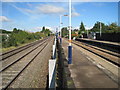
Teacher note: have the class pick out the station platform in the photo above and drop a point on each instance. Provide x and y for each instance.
(99, 41)
(84, 72)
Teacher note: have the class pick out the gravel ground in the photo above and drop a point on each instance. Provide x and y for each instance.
(16, 56)
(85, 74)
(35, 75)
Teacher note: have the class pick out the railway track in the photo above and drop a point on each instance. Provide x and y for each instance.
(110, 56)
(10, 72)
(17, 50)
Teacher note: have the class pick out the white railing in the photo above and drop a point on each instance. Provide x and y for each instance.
(52, 67)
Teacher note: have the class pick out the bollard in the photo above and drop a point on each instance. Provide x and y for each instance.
(53, 51)
(69, 54)
(60, 40)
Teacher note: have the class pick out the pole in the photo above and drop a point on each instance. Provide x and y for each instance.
(100, 30)
(60, 29)
(70, 46)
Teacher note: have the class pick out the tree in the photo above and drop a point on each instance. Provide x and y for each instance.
(15, 30)
(64, 31)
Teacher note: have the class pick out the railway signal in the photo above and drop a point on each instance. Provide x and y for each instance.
(61, 27)
(70, 46)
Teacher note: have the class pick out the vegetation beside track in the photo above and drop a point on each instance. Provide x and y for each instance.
(17, 37)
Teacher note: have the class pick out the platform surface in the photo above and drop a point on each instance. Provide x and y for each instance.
(106, 42)
(84, 73)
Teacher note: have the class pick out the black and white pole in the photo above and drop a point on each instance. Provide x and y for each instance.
(100, 30)
(70, 46)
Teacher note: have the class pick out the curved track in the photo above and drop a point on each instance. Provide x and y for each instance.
(17, 50)
(12, 70)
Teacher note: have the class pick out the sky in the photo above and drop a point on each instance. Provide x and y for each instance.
(32, 16)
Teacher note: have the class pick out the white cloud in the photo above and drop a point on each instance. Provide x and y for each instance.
(75, 14)
(4, 19)
(42, 9)
(88, 28)
(60, 1)
(50, 9)
(37, 29)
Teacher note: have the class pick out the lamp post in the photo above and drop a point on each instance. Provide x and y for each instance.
(60, 28)
(100, 29)
(70, 46)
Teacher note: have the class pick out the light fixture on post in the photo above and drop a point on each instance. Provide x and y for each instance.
(70, 45)
(61, 27)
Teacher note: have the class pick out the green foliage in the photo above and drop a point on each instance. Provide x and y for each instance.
(111, 28)
(4, 31)
(64, 31)
(46, 32)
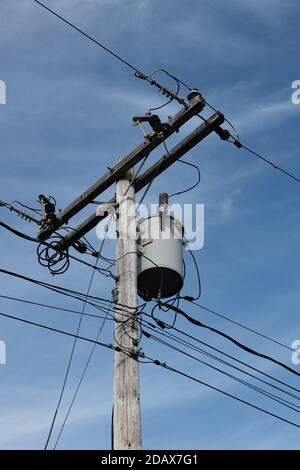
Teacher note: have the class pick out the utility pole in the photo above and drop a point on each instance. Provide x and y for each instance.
(127, 413)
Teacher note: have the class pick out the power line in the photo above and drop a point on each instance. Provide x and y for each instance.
(54, 248)
(75, 341)
(73, 350)
(138, 73)
(273, 397)
(93, 300)
(54, 307)
(193, 347)
(230, 357)
(223, 392)
(266, 160)
(156, 362)
(81, 379)
(220, 315)
(230, 338)
(194, 185)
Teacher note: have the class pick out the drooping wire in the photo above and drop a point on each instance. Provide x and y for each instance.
(81, 379)
(223, 392)
(245, 327)
(138, 73)
(156, 362)
(55, 307)
(264, 392)
(172, 97)
(73, 351)
(233, 340)
(161, 331)
(94, 345)
(194, 185)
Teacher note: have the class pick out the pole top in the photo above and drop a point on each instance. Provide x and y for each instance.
(163, 199)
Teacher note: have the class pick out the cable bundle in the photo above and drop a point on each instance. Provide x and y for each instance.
(51, 256)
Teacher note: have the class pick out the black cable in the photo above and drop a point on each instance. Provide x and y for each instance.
(67, 292)
(51, 259)
(172, 97)
(138, 73)
(220, 315)
(194, 185)
(187, 344)
(198, 275)
(80, 381)
(71, 360)
(230, 357)
(238, 144)
(153, 361)
(234, 341)
(116, 56)
(54, 307)
(201, 382)
(74, 345)
(264, 392)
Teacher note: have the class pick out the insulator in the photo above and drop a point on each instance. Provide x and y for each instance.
(156, 123)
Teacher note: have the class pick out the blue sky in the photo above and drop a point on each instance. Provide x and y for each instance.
(68, 116)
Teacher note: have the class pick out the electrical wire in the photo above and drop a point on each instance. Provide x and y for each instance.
(50, 260)
(81, 380)
(238, 144)
(72, 354)
(245, 327)
(223, 392)
(223, 353)
(264, 392)
(234, 341)
(54, 307)
(198, 275)
(138, 73)
(172, 97)
(156, 362)
(94, 345)
(193, 347)
(194, 185)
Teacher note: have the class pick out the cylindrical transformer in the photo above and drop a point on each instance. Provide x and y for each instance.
(160, 269)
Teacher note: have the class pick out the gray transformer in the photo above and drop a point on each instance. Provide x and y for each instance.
(160, 260)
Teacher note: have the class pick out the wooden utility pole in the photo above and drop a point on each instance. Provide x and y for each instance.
(127, 414)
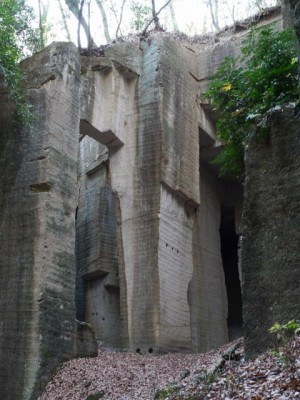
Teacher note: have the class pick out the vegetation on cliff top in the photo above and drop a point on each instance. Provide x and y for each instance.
(15, 36)
(247, 90)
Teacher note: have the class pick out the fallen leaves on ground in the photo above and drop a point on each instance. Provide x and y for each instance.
(126, 376)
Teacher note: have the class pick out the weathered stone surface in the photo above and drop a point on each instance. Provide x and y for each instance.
(151, 227)
(38, 200)
(152, 186)
(85, 343)
(271, 236)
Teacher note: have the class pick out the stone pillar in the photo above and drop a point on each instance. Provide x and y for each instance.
(271, 235)
(38, 201)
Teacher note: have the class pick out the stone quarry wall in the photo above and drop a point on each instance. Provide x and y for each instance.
(271, 236)
(38, 200)
(150, 274)
(118, 156)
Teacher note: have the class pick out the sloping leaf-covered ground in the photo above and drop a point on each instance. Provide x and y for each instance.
(220, 374)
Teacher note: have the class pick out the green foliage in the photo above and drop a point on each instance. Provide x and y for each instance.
(15, 37)
(246, 90)
(284, 333)
(142, 14)
(282, 330)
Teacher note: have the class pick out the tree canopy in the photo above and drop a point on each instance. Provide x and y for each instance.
(16, 36)
(247, 90)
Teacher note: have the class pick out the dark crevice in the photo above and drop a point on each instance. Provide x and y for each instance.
(229, 251)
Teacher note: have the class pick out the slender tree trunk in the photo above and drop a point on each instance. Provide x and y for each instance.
(214, 13)
(154, 15)
(121, 17)
(104, 20)
(41, 28)
(79, 24)
(73, 7)
(64, 18)
(89, 24)
(173, 17)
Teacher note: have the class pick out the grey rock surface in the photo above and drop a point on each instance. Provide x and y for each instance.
(38, 201)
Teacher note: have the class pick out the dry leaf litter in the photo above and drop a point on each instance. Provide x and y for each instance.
(220, 374)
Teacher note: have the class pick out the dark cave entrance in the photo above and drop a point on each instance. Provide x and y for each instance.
(229, 251)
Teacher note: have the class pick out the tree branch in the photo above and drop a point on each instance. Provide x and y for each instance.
(155, 17)
(121, 17)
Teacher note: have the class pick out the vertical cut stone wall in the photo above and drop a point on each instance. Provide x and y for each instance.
(37, 235)
(271, 236)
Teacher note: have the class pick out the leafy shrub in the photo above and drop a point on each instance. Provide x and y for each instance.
(245, 91)
(15, 37)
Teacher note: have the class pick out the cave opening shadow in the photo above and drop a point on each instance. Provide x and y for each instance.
(229, 251)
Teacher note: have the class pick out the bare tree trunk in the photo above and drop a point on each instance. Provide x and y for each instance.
(89, 24)
(155, 16)
(214, 13)
(41, 28)
(173, 18)
(104, 20)
(73, 7)
(79, 24)
(64, 18)
(121, 17)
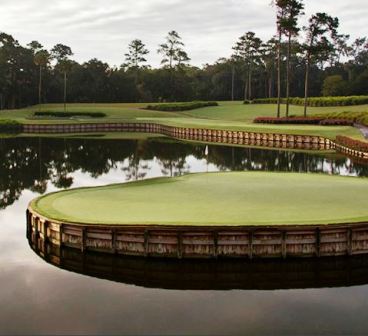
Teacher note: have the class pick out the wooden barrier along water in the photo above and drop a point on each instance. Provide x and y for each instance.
(219, 274)
(268, 140)
(250, 242)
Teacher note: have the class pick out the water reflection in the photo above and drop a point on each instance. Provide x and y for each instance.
(30, 163)
(207, 274)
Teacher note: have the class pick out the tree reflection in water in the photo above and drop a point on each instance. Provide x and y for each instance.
(30, 163)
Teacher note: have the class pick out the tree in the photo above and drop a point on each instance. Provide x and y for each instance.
(248, 48)
(135, 56)
(172, 51)
(289, 12)
(62, 53)
(334, 86)
(41, 59)
(321, 29)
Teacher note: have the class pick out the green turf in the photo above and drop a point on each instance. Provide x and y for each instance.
(238, 198)
(229, 115)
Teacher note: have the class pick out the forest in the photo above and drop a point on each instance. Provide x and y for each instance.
(316, 60)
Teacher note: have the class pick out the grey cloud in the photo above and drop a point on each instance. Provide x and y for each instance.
(103, 29)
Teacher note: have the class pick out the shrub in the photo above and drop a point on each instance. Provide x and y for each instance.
(336, 122)
(318, 101)
(295, 121)
(70, 114)
(10, 126)
(353, 117)
(177, 107)
(352, 143)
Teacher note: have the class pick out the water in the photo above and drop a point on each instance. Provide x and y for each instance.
(97, 294)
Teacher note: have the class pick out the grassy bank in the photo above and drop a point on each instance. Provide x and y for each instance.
(228, 115)
(215, 199)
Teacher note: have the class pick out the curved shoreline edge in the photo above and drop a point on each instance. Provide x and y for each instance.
(203, 242)
(267, 140)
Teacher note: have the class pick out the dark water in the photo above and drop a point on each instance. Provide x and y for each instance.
(97, 294)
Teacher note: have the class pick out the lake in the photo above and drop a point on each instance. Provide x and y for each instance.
(104, 294)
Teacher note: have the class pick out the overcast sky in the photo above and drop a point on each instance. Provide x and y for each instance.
(209, 28)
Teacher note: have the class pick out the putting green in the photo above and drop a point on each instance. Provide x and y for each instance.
(236, 198)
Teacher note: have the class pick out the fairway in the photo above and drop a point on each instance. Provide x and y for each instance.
(219, 199)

## Travail à réaliser
Reproduisez à l'identique la partie qui commence à la ligne contenant « Teacher note: have the class pick out the overcast » et se termine à la dernière ligne, bornes incluses.

## Solution proposée
Teacher note: have the class pick out the overcast sky in the photo above and drop a point on each instance. Provide x and y for each instance.
(209, 28)
Teacher note: have the class pick out the putting green in the photo above and drop a point on each instance. Provide x and y for each instance.
(236, 198)
Teacher note: have the class pick out the fairway in the photo above and drop a point on each instance. Provide x and y for each instance.
(219, 199)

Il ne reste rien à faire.